[Point annotation material]:
==*==

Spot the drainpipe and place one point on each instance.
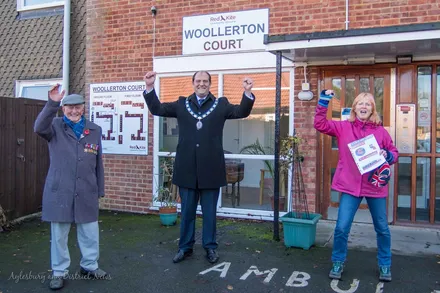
(66, 46)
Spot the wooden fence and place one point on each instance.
(24, 157)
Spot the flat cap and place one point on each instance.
(73, 99)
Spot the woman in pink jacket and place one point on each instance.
(364, 120)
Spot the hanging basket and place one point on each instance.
(299, 232)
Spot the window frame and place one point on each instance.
(22, 7)
(222, 211)
(21, 84)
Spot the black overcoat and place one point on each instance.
(200, 160)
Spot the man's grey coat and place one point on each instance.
(75, 180)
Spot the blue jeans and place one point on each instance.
(348, 206)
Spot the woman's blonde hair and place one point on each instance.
(374, 117)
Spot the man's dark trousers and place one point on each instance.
(208, 201)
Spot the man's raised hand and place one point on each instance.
(149, 78)
(248, 83)
(54, 93)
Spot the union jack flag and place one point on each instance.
(381, 175)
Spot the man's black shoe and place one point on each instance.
(180, 255)
(211, 255)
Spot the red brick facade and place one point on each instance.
(120, 48)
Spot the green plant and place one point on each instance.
(166, 192)
(292, 157)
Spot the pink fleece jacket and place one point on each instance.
(347, 178)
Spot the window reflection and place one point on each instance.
(364, 85)
(404, 189)
(422, 189)
(250, 185)
(350, 92)
(424, 109)
(259, 127)
(378, 95)
(437, 191)
(437, 143)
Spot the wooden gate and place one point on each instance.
(24, 157)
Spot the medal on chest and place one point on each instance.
(199, 123)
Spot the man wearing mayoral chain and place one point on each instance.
(199, 167)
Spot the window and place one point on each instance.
(34, 89)
(37, 4)
(248, 143)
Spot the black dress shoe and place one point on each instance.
(211, 255)
(180, 255)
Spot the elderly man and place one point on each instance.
(74, 183)
(199, 168)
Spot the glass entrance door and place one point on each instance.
(347, 84)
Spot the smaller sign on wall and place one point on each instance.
(225, 32)
(405, 128)
(120, 110)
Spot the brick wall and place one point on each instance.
(120, 48)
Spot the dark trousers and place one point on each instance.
(208, 201)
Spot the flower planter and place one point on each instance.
(299, 232)
(168, 216)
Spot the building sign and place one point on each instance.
(225, 32)
(120, 110)
(405, 128)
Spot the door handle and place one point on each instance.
(21, 157)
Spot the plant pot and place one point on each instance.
(281, 203)
(168, 216)
(299, 232)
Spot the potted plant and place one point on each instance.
(267, 183)
(167, 193)
(299, 224)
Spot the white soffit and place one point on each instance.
(235, 61)
(353, 40)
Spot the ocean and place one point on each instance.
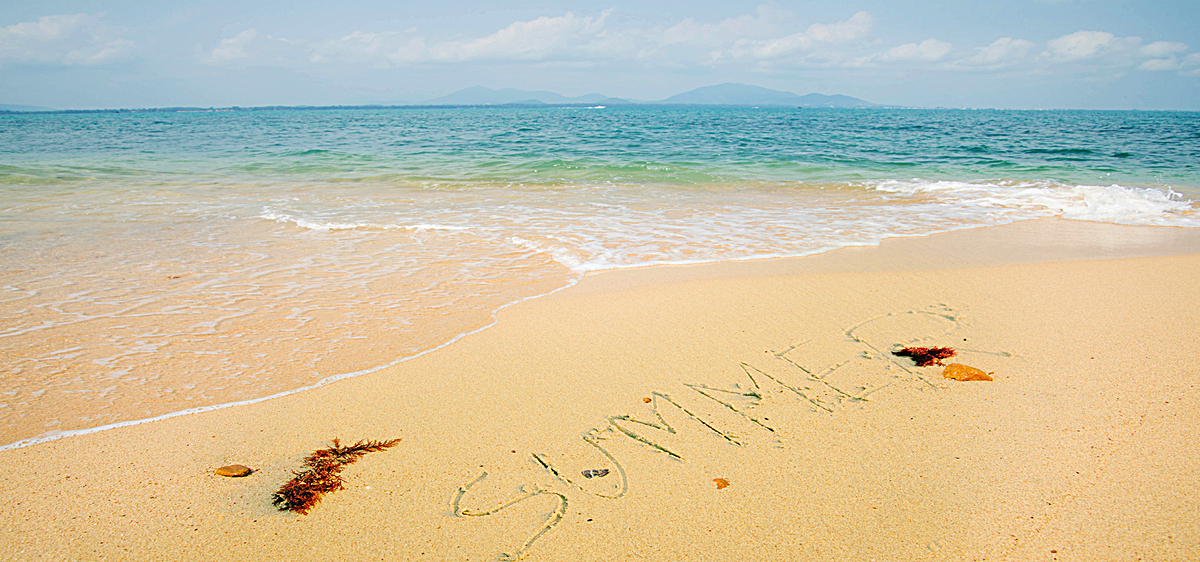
(159, 263)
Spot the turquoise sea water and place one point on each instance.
(160, 262)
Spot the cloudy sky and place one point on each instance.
(933, 53)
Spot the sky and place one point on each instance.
(1026, 54)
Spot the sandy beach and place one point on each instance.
(773, 376)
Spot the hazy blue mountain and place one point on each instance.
(731, 94)
(5, 107)
(487, 96)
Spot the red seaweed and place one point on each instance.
(322, 474)
(927, 356)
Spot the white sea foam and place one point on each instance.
(1114, 203)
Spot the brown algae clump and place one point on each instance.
(927, 356)
(322, 473)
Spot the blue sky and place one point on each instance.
(931, 53)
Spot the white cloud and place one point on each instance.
(928, 51)
(763, 23)
(1162, 48)
(1087, 45)
(1000, 53)
(533, 40)
(66, 40)
(229, 49)
(1159, 65)
(255, 48)
(1191, 65)
(857, 27)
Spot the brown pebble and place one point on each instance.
(959, 371)
(235, 471)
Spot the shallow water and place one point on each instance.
(159, 262)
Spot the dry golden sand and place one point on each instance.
(1080, 449)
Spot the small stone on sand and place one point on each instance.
(235, 471)
(959, 371)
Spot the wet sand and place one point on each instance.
(775, 376)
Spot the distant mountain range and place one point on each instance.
(729, 94)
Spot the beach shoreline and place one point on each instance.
(1072, 453)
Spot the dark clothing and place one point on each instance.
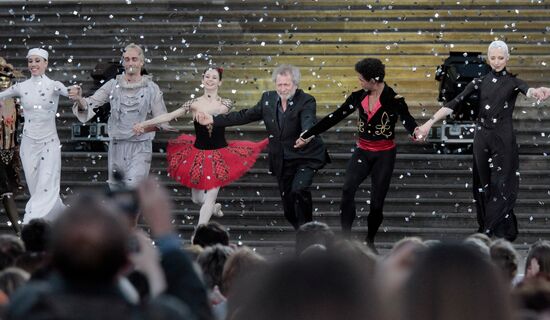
(10, 164)
(209, 138)
(56, 298)
(382, 124)
(496, 159)
(363, 163)
(298, 117)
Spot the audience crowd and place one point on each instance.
(96, 262)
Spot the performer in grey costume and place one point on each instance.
(133, 98)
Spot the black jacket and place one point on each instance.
(382, 124)
(300, 116)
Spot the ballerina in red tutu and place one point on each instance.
(206, 162)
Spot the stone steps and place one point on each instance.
(324, 38)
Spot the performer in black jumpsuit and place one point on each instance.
(496, 161)
(379, 109)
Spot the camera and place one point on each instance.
(125, 198)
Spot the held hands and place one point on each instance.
(540, 94)
(75, 94)
(301, 142)
(139, 128)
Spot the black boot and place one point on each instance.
(11, 210)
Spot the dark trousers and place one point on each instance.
(378, 164)
(294, 186)
(495, 181)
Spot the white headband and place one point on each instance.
(38, 52)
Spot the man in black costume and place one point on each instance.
(286, 112)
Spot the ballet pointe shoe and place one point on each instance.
(11, 212)
(217, 211)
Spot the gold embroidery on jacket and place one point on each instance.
(384, 129)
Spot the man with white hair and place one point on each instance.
(495, 150)
(286, 113)
(134, 98)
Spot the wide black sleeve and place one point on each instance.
(406, 118)
(308, 115)
(470, 88)
(240, 117)
(521, 85)
(347, 108)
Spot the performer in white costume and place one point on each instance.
(40, 148)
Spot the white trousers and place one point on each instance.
(41, 160)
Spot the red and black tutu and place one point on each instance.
(208, 169)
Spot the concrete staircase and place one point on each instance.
(430, 194)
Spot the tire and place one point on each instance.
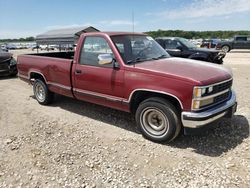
(158, 120)
(225, 48)
(42, 93)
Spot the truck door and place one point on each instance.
(240, 42)
(94, 82)
(248, 42)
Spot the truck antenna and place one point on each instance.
(133, 28)
(133, 21)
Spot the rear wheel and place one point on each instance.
(158, 120)
(42, 93)
(225, 48)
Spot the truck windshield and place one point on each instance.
(138, 48)
(187, 43)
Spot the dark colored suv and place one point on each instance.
(181, 47)
(8, 65)
(238, 42)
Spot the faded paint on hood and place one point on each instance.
(202, 73)
(4, 56)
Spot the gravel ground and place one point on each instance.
(77, 144)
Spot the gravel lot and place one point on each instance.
(77, 144)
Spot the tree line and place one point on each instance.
(196, 34)
(168, 33)
(27, 39)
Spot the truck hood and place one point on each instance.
(202, 73)
(206, 50)
(4, 56)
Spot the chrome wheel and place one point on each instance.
(154, 121)
(40, 92)
(225, 48)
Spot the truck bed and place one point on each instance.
(63, 55)
(56, 66)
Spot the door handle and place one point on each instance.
(78, 71)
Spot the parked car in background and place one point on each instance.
(8, 65)
(11, 46)
(4, 48)
(181, 47)
(238, 42)
(132, 73)
(209, 43)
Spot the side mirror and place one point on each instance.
(104, 59)
(179, 47)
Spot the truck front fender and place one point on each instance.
(199, 56)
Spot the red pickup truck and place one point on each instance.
(132, 73)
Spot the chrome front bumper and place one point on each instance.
(199, 119)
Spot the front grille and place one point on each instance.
(223, 86)
(222, 97)
(220, 93)
(218, 88)
(4, 66)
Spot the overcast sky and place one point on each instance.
(23, 18)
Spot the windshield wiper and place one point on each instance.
(160, 57)
(137, 60)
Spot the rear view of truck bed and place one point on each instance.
(56, 66)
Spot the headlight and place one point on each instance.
(202, 91)
(197, 104)
(13, 61)
(201, 97)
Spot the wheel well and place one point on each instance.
(34, 75)
(140, 96)
(227, 46)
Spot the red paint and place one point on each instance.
(114, 87)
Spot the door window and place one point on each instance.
(171, 44)
(92, 48)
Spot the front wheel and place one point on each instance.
(225, 48)
(42, 93)
(158, 120)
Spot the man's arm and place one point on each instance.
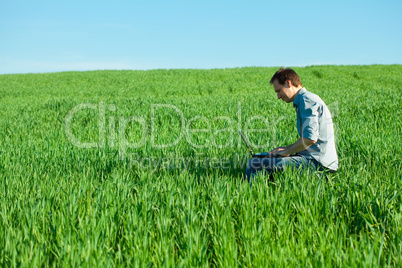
(300, 145)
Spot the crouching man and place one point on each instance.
(316, 146)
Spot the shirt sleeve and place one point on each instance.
(309, 113)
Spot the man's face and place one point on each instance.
(284, 92)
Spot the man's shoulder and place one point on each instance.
(309, 98)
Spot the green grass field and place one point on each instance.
(145, 168)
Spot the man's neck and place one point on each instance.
(297, 89)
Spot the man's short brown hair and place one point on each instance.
(286, 74)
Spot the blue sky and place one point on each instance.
(52, 36)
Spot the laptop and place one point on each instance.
(254, 155)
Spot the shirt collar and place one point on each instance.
(298, 96)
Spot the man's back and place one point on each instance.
(314, 122)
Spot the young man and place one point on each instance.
(316, 146)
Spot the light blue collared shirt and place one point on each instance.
(314, 122)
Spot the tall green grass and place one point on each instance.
(181, 205)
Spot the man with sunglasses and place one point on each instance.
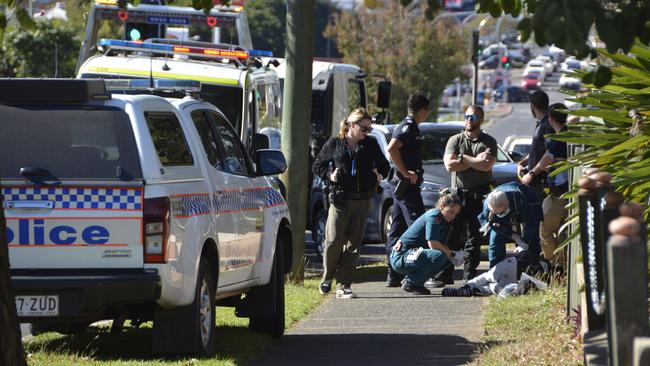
(469, 157)
(404, 151)
(510, 208)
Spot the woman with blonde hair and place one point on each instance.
(352, 163)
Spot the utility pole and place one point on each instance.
(475, 47)
(296, 115)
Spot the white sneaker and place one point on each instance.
(345, 293)
(325, 287)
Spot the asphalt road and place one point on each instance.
(520, 121)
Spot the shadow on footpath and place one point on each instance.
(369, 349)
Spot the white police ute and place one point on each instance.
(123, 205)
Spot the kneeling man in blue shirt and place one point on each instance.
(421, 251)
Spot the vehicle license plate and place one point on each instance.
(41, 305)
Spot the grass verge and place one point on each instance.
(530, 330)
(236, 344)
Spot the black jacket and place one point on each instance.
(367, 157)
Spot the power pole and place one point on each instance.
(296, 128)
(11, 346)
(475, 48)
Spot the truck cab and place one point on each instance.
(231, 74)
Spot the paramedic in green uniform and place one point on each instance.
(421, 251)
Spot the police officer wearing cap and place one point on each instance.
(469, 157)
(404, 151)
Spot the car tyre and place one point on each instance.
(273, 325)
(205, 310)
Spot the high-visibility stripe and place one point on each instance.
(157, 74)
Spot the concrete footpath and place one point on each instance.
(383, 326)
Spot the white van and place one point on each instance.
(138, 207)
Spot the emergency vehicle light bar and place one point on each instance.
(51, 91)
(146, 84)
(215, 53)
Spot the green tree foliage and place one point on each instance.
(567, 24)
(267, 21)
(403, 45)
(51, 50)
(616, 131)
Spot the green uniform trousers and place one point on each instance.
(346, 223)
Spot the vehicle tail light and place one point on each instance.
(156, 229)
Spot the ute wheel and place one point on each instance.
(205, 310)
(273, 325)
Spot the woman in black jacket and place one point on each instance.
(352, 164)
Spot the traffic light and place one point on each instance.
(142, 31)
(505, 62)
(476, 50)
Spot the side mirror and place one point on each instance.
(383, 93)
(260, 142)
(515, 156)
(270, 162)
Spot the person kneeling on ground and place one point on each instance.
(511, 276)
(505, 210)
(420, 253)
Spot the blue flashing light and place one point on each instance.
(145, 84)
(260, 53)
(132, 44)
(134, 34)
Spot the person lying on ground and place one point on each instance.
(512, 276)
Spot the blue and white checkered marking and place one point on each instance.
(85, 198)
(225, 201)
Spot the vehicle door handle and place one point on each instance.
(30, 205)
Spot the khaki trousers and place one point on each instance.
(344, 230)
(554, 217)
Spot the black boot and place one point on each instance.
(442, 278)
(394, 279)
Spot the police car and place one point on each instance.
(140, 207)
(231, 73)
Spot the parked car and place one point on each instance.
(511, 94)
(570, 82)
(531, 81)
(517, 146)
(491, 62)
(571, 64)
(535, 66)
(138, 207)
(548, 63)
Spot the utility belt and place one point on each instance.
(338, 196)
(471, 193)
(360, 195)
(557, 191)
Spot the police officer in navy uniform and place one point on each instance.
(525, 169)
(404, 151)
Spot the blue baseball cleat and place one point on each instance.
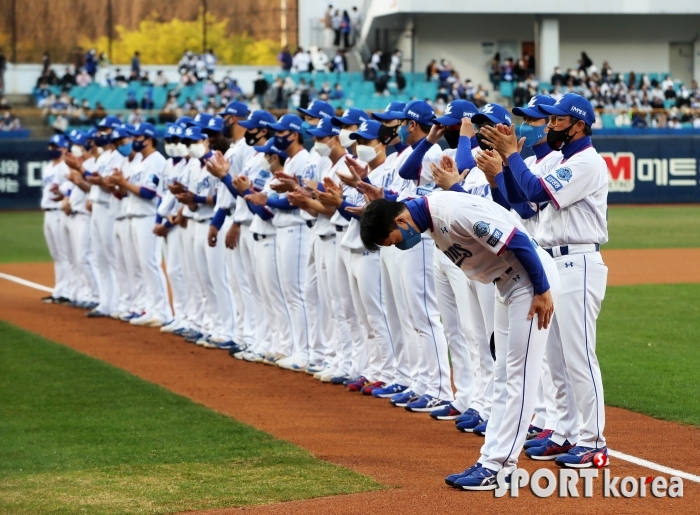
(548, 450)
(584, 457)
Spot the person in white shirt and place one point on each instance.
(489, 244)
(52, 176)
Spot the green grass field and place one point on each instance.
(80, 436)
(22, 236)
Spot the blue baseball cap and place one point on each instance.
(202, 119)
(144, 129)
(318, 109)
(185, 121)
(258, 120)
(215, 124)
(289, 122)
(351, 116)
(391, 112)
(235, 108)
(531, 110)
(455, 111)
(58, 140)
(419, 111)
(109, 122)
(572, 105)
(367, 130)
(270, 148)
(325, 128)
(193, 133)
(494, 113)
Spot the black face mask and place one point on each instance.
(482, 145)
(386, 134)
(452, 138)
(251, 138)
(557, 139)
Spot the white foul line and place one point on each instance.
(24, 282)
(615, 454)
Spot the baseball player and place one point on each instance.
(571, 229)
(52, 176)
(489, 244)
(101, 223)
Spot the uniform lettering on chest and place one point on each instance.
(457, 254)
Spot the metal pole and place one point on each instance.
(14, 31)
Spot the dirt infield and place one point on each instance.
(407, 451)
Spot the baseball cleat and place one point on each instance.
(548, 450)
(449, 412)
(450, 480)
(369, 388)
(389, 390)
(425, 404)
(480, 479)
(537, 441)
(480, 430)
(584, 457)
(400, 400)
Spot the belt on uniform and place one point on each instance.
(577, 248)
(503, 275)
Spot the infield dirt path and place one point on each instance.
(409, 452)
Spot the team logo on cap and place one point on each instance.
(565, 174)
(482, 229)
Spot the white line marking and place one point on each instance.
(24, 282)
(653, 466)
(615, 454)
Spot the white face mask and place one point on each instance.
(322, 148)
(344, 138)
(197, 150)
(366, 153)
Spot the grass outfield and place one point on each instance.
(648, 350)
(80, 436)
(22, 236)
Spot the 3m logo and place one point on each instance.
(621, 168)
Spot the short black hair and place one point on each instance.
(377, 222)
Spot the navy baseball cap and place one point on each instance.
(109, 122)
(391, 112)
(351, 116)
(494, 113)
(185, 121)
(325, 128)
(194, 133)
(572, 105)
(289, 122)
(59, 140)
(419, 111)
(455, 111)
(215, 124)
(235, 108)
(258, 120)
(144, 129)
(318, 109)
(270, 148)
(531, 110)
(367, 130)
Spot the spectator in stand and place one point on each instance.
(285, 59)
(260, 89)
(136, 65)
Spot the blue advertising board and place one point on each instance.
(642, 169)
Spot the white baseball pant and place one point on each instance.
(583, 279)
(432, 367)
(520, 348)
(451, 291)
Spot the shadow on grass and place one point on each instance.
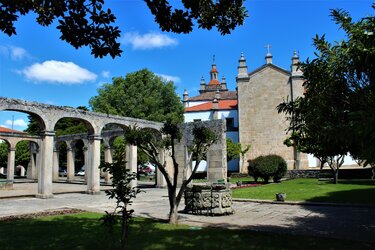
(84, 231)
(354, 196)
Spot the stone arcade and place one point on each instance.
(44, 167)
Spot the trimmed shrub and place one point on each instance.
(266, 167)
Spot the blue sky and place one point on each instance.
(35, 65)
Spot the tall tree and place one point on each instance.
(152, 144)
(335, 115)
(141, 94)
(88, 23)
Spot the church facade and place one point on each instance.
(250, 111)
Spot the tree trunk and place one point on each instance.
(172, 205)
(335, 175)
(173, 217)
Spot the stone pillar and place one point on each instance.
(22, 169)
(55, 171)
(11, 163)
(93, 174)
(46, 163)
(70, 162)
(216, 163)
(159, 177)
(31, 168)
(86, 160)
(131, 161)
(108, 153)
(181, 155)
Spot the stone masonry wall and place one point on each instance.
(216, 156)
(259, 123)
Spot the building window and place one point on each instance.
(230, 124)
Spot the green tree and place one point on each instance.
(335, 115)
(87, 23)
(123, 192)
(4, 149)
(141, 94)
(22, 153)
(151, 144)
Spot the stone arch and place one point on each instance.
(88, 124)
(38, 115)
(12, 141)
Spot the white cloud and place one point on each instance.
(15, 53)
(58, 72)
(105, 73)
(146, 41)
(174, 79)
(17, 122)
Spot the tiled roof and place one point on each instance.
(223, 105)
(209, 96)
(214, 82)
(8, 130)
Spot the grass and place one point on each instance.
(243, 179)
(361, 191)
(84, 231)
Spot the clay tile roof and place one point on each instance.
(209, 96)
(223, 105)
(214, 82)
(8, 130)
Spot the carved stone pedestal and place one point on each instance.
(209, 200)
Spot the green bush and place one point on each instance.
(266, 167)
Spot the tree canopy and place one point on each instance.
(87, 23)
(336, 115)
(141, 94)
(152, 144)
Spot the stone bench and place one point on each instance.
(208, 200)
(6, 184)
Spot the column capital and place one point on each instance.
(94, 137)
(48, 133)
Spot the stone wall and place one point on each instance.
(217, 154)
(259, 122)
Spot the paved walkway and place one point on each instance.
(346, 222)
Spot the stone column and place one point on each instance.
(181, 155)
(93, 174)
(46, 163)
(108, 152)
(160, 180)
(86, 160)
(131, 161)
(11, 163)
(22, 173)
(55, 171)
(217, 163)
(70, 162)
(31, 168)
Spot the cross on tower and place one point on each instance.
(268, 48)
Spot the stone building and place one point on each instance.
(259, 93)
(252, 108)
(214, 102)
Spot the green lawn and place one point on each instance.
(83, 231)
(361, 191)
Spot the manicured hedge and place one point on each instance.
(266, 167)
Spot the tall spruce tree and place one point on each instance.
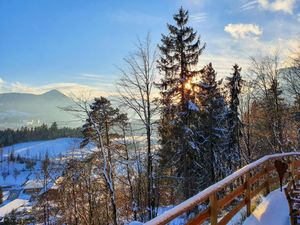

==*==

[GOAL]: Rewrite the material from the line containing "Spot the building window" through the end, inclusive, swapping "tiled roof" for "slate roof" and keeping everything else the same. Leave the pictures out of your answer.

[SOLUTION FOR THIS PROBLEM]:
Spot the building window and place one point on each instance.
(230, 124)
Spot the green tree and place one point on each instance.
(335, 115)
(87, 23)
(123, 192)
(4, 149)
(141, 94)
(22, 153)
(151, 144)
Spot the stone arch and place one point on each instance.
(88, 124)
(38, 115)
(12, 141)
Spot the white cloud and place one point on each instance.
(15, 53)
(58, 72)
(105, 73)
(146, 41)
(174, 79)
(17, 122)
Spot the slate roof and place one point on each instance.
(223, 105)
(209, 96)
(214, 82)
(8, 130)
Spot the grass and place one point on each instance.
(243, 179)
(361, 191)
(84, 231)
Spot the clay tile roof and place one point on each instance.
(209, 96)
(223, 105)
(214, 82)
(8, 130)
Spot the carved stone pedestal and place one point on each instance.
(209, 200)
Spot the green bush and place one point on each instance.
(266, 167)
Spot the tree canopy and place one point on each instance.
(87, 23)
(336, 115)
(141, 94)
(152, 144)
Spot the stone bench and place one point on each instance.
(208, 200)
(6, 184)
Spot the column capital and place one point on each instance.
(94, 137)
(48, 133)
Spot the stone wall and place one point on each instance.
(217, 154)
(259, 122)
Spot the paved walkway and place one point on each instance.
(346, 222)
Spot the stone column and place one point on each instance.
(181, 155)
(93, 174)
(46, 163)
(108, 152)
(160, 180)
(86, 160)
(131, 161)
(11, 163)
(22, 173)
(55, 171)
(217, 163)
(70, 162)
(31, 168)
Spot the cross on tower and place one point on each instance.
(268, 48)
Spot the stone building and place one point on each instance.
(259, 93)
(252, 108)
(214, 102)
Spot the green lawn and place one point on each instance.
(83, 231)
(361, 191)
Spot the manicured hedge and place one point on each instance.
(266, 167)
Spot the tall spruce tree and place one point on each instance.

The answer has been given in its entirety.